[Web-SIG] HEAD requests, WSGI gateways, and middleware
graham.dumpleton at gmail.com
Fri Jan 25 04:43:54 CET 2008
On 25/01/2008, Brian Smith <brian at briansmith.org> wrote:
> Graham Dumpleton wrote:
> > The issue here is that Apache has its own output filtering
> > system where filters can set headers based on the actual
> > content. Because of this, any output filter must always
> > receive the response content regardless of whether the
> > request is a GET or HEAD. If an application handler tries to
> > optimise things and not return the content, then these output
> > filters may generate different headers for a HEAD request
> > than a GET request, thereby violating the requirement that
> > they should actually be the same.
> > Note that response content is still thrown away for a HEAD
> > request, it is just done at the very last moment after all
> > Apache output filters have processed the data.
> Right, that is exactly what I am saying.
To quote, in 2 you said:
"""For a HEAD request, A WSGI gateway must not iterate through the
I was presuming that this was saying that the WSGI gateway should do
this as well as changing the REQUEST_METHOD actually sent to the WSGI
application to GET.
If Apache mod_wsgi (the WSGI gateway) does then do this, ie., didn't
iterate through the iterable and therefore didn't return the content
through to Apache, it would as explained cause traditional Apache
output filters to potentially yield incorrect results. This is what I
So Apache mod_wsgi couldn't avoid processing the iterable, unless as
you allude to with how internals of how Apache is used to implement
wsgi.file_wrapper support, that mod_wsgi similarly detected when no
Apache output filters are registered that could add additional headers
and skip the processing.

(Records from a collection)

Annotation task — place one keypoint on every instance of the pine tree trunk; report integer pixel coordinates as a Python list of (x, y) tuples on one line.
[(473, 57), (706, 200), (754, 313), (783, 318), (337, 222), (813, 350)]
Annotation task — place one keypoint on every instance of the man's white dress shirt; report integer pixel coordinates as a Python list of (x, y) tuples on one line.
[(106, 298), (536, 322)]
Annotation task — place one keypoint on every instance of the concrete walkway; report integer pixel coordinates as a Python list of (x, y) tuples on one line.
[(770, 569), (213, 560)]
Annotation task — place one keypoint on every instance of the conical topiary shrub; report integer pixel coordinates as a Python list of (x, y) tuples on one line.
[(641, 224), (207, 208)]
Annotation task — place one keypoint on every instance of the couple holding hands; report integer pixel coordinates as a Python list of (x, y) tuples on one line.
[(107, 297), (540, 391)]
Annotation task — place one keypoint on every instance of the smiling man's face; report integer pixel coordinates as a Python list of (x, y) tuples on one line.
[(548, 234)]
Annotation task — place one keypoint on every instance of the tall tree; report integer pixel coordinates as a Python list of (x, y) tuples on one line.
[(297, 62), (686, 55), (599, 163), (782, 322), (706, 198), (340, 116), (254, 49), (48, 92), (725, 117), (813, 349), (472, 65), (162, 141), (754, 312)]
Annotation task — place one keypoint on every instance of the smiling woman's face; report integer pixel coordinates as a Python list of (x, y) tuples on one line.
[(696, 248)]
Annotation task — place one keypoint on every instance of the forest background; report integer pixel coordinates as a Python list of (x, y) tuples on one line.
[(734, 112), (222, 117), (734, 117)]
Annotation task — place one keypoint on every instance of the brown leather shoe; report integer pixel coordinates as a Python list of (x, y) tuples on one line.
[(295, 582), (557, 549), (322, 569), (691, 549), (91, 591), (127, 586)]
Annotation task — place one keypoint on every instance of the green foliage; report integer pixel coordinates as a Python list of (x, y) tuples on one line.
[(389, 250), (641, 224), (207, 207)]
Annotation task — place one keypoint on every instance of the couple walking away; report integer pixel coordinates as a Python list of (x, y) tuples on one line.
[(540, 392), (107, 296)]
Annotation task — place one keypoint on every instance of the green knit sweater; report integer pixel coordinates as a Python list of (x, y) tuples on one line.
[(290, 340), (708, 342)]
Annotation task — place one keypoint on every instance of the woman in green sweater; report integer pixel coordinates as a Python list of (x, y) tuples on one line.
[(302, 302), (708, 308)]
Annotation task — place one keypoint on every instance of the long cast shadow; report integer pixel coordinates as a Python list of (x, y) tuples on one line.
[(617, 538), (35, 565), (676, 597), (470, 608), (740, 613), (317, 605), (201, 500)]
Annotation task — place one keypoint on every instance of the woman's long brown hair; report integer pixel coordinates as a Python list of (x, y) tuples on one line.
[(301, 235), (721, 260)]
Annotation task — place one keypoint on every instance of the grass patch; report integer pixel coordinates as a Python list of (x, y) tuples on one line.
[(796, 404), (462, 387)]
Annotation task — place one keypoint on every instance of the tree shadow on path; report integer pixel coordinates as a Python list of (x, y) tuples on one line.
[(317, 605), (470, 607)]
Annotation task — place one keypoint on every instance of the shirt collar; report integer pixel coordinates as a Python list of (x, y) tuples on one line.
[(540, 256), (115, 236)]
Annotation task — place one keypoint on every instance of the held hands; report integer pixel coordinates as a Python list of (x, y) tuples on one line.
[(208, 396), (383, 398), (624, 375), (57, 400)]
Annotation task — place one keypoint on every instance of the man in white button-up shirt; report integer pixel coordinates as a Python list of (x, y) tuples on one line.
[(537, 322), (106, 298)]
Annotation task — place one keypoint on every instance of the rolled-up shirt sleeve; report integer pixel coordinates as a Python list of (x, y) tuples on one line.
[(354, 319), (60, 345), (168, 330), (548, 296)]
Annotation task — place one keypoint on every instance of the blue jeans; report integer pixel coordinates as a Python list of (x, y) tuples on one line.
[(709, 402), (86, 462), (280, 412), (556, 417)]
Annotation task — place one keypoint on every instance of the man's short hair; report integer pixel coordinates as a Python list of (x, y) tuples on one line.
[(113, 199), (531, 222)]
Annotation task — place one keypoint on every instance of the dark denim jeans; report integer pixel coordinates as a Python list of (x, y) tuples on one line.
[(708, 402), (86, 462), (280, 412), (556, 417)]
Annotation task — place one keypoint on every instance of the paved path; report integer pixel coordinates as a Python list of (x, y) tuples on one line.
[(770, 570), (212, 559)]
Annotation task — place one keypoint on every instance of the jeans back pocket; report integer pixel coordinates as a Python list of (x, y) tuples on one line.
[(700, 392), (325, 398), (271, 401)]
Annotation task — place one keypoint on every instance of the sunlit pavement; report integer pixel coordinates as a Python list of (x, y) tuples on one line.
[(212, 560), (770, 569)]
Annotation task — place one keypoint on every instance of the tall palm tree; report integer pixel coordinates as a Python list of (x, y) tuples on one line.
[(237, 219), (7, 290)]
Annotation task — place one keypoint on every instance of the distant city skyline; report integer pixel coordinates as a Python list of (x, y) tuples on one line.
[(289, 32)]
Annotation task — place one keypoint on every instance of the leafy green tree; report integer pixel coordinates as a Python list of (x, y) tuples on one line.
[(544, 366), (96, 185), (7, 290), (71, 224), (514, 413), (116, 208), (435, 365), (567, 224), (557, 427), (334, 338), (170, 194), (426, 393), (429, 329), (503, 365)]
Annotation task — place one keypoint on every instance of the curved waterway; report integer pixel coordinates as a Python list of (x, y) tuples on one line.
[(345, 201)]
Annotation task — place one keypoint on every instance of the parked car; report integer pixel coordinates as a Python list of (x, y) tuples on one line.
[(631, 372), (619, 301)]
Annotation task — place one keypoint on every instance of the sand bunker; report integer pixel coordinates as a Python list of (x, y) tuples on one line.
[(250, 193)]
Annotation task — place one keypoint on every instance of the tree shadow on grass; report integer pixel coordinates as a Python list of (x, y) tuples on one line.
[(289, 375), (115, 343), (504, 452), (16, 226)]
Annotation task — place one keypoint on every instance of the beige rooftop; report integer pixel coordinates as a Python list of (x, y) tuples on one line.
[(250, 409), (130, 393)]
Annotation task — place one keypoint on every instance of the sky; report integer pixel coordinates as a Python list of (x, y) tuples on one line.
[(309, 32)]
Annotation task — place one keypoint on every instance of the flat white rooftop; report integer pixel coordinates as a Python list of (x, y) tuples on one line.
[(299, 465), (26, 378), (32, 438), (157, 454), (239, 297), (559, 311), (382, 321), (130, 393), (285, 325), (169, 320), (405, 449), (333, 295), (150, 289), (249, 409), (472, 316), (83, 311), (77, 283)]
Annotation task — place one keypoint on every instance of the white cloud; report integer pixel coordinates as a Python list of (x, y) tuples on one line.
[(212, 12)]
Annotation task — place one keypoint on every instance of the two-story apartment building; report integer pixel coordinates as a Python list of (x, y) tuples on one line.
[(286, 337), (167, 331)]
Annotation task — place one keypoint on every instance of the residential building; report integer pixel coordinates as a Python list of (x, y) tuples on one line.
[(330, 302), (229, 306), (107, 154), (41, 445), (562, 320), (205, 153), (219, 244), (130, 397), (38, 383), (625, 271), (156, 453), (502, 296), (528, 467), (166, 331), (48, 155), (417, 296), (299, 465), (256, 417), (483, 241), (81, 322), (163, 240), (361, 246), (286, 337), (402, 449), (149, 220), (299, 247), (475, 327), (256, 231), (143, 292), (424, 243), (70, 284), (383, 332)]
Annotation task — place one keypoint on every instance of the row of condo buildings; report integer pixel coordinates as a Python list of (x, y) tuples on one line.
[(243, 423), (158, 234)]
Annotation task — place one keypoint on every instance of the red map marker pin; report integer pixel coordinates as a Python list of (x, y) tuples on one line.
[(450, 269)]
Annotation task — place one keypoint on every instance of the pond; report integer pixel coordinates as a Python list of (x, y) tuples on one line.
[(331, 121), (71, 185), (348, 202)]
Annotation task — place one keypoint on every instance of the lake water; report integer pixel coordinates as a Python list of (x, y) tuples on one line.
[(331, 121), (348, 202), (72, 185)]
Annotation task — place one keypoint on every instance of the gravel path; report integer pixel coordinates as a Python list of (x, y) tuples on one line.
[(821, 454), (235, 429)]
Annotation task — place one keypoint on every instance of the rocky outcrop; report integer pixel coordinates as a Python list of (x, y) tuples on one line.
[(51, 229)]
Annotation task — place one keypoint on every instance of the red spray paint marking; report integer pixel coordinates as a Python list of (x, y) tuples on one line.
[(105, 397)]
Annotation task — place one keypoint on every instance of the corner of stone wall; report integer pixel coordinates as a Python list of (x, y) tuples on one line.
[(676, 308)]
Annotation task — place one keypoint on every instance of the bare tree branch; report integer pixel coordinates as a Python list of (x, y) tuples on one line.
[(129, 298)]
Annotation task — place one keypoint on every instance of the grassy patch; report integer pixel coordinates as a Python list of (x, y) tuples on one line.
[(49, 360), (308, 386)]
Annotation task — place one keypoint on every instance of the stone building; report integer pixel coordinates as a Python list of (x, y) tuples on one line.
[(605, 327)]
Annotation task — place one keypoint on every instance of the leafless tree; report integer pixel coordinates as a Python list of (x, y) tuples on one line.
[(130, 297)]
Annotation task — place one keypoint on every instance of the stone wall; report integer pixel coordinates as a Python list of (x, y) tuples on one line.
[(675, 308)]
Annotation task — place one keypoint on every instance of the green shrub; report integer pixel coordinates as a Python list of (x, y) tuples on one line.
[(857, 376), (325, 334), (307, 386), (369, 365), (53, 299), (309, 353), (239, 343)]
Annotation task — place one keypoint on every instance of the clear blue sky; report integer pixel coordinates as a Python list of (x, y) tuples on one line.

Written task 1:
Please copy the mailing-list post between "To quote, in" and "application to GET.", inclusive, replacing "REQUEST_METHOD" with "HTTP_METHOD".
Written task 2:
According to the mailing-list post, at what point is response content thrown away for a HEAD request in Apache?

Full response 1:
To quote, in 2 you said:
"""For a HEAD request, A WSGI gateway must not iterate through the
I was presuming that this was saying that the WSGI gateway should do
this as well as changing the HTTP_METHOD actually sent to the WSGI
application to GET.

Full response 2:
At the very last moment, after all Apache output filters have processed the data.